■ Assignment ■
Can you carry on the passage about the Kübler-Ross stages of grief, starting right after its last sentence?

■ Selected passage ■
⁂

IN 1969, ELIZABETH KÜBLER-ROSS, a psychiatrist, published a book titled On Death and Dying in which she presented her theory about bereavement. She explained that grief proceeds through these five stages—denial, anger, bargaining, depression and acceptance. Research, though, does not show that a grieving person will go through these five stages in this sequence. Kübler-Ross herself would later note that these stages represent common experiences that one may experience, in any order, during bereavement.

No two people will grieve in the same way. It helps though to be aware of what emotions you may (or may not) encounter in response to the loss of someone you love. The states described by Kübler-Ross are states you may well experience.

When you first hear that someone you love has died, you may experience pain and shock. It is at first almost impossible to “wrap your mind around” or accept the reality of what has happened. You may feel that it simply cannot be happening. This is denial. Your mind and heart are trying to protect themselves from overwhelming emotional pain.

Sooner or later you can no longer avoid the pain. Some people then become angry. Anger is a blind emotion, lashing out irrationally at inanimate objects, at strangers, at doctors or nurses, at family and sometimes even at the person you have lost. You may feel guilty about your anger, but understand that it is a normal and common emotional reaction to pain.

Accepting The Reality of Death

For many, it is so very difficult to accept the reality of death. If you lose a loved one your mind may go back to the time when they were still here. You want to return to the way things were in the past. You may obsess about things you might have done to prevent your loved one from dying. “If only I had insisted he get a second medical opinion.” “I should have been nicer to her, so that she had less stress in her life.” You might even imagine, completely irrationally, that if you pray hard enough or promise to change your ways God will somehow bring your loved one back. Bargaining is a way in which some people try to avoid the inevitability and finality of death.

⁂

■ Extracted material ■
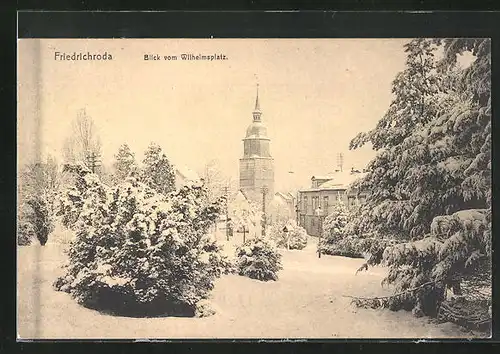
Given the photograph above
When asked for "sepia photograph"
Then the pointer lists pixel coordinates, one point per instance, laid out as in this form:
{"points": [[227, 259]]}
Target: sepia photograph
{"points": [[254, 188]]}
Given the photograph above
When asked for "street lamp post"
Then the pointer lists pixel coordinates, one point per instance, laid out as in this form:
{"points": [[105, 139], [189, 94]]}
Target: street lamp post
{"points": [[226, 193], [285, 230], [319, 213], [264, 191]]}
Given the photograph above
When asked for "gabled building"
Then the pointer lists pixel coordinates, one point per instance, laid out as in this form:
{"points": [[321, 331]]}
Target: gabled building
{"points": [[325, 192], [281, 207]]}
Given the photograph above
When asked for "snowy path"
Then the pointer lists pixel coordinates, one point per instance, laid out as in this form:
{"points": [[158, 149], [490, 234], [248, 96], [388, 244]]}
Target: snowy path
{"points": [[306, 302]]}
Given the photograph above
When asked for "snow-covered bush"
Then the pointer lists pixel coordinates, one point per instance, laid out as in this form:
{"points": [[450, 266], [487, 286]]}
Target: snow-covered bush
{"points": [[258, 259], [37, 189], [25, 231], [295, 238], [336, 239], [140, 253]]}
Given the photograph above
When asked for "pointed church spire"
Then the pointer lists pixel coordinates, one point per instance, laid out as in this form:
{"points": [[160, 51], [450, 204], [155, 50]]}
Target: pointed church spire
{"points": [[257, 105], [257, 112]]}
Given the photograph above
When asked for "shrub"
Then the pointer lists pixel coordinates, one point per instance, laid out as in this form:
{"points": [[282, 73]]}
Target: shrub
{"points": [[295, 238], [336, 241], [258, 259], [25, 232], [140, 253]]}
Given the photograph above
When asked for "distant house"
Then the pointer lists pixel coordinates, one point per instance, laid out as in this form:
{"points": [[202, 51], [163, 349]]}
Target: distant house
{"points": [[184, 175], [325, 192], [281, 207]]}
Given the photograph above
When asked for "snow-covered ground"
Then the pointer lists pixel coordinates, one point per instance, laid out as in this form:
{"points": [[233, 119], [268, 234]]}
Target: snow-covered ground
{"points": [[306, 302]]}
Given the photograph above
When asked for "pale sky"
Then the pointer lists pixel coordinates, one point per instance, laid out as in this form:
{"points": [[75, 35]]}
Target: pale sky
{"points": [[315, 95]]}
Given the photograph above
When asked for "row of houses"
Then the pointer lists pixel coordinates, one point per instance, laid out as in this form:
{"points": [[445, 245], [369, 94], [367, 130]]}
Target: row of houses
{"points": [[310, 205], [318, 201]]}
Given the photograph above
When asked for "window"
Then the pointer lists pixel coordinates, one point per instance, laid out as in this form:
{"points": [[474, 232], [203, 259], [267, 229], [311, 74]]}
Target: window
{"points": [[315, 203]]}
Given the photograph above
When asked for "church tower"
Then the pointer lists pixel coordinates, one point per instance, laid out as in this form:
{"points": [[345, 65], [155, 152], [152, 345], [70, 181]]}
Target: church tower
{"points": [[257, 165]]}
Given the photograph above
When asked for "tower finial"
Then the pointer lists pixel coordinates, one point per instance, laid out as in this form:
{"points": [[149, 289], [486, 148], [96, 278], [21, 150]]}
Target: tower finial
{"points": [[257, 105]]}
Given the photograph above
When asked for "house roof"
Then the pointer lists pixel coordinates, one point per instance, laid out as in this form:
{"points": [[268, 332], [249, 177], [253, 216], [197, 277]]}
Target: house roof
{"points": [[286, 196], [337, 181], [186, 173]]}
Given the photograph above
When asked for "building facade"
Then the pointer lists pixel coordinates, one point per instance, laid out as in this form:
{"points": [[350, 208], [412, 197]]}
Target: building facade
{"points": [[282, 208], [324, 194], [257, 165]]}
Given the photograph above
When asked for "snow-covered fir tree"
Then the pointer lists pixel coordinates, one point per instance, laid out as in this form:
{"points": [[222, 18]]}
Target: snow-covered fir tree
{"points": [[157, 172], [125, 163], [429, 187]]}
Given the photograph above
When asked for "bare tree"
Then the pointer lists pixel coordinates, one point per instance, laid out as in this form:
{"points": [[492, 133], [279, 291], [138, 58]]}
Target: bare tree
{"points": [[83, 140]]}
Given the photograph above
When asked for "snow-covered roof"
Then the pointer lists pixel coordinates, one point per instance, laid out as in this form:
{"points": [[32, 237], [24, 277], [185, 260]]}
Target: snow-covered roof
{"points": [[285, 196], [323, 177], [186, 173], [337, 181]]}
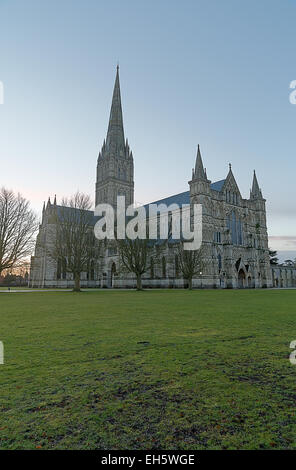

⁂

■ Result ■
Many will experience depression in some way. To lose a loved one is, by its very nature, depressing. As the reality of the loss sinks in you may well experience symptoms typical of depression: loss of energy, difficulties sleeping and feelings of loss, emptiness and loneliness. Such reactions to loss are normal. Be aware though, that depressive feelings can in some cases lead to major depression. Do seek medical help if you feel the darkness getting out of control.

In time those who have suffered a lost may come to accept the loss for what it is. Acceptance, like all aspects of bereavement, varies from person to person. Some may never fully accept the loss. Some may come to a point where they are ready to go forward. As always be gentle with yourself. Your grief is unique to you. Don’t place expectations upon yourself. Allow yourself the freedom to find your own path in your own way and your own time through the intense and often unpredictable emotions that accompany bereavement.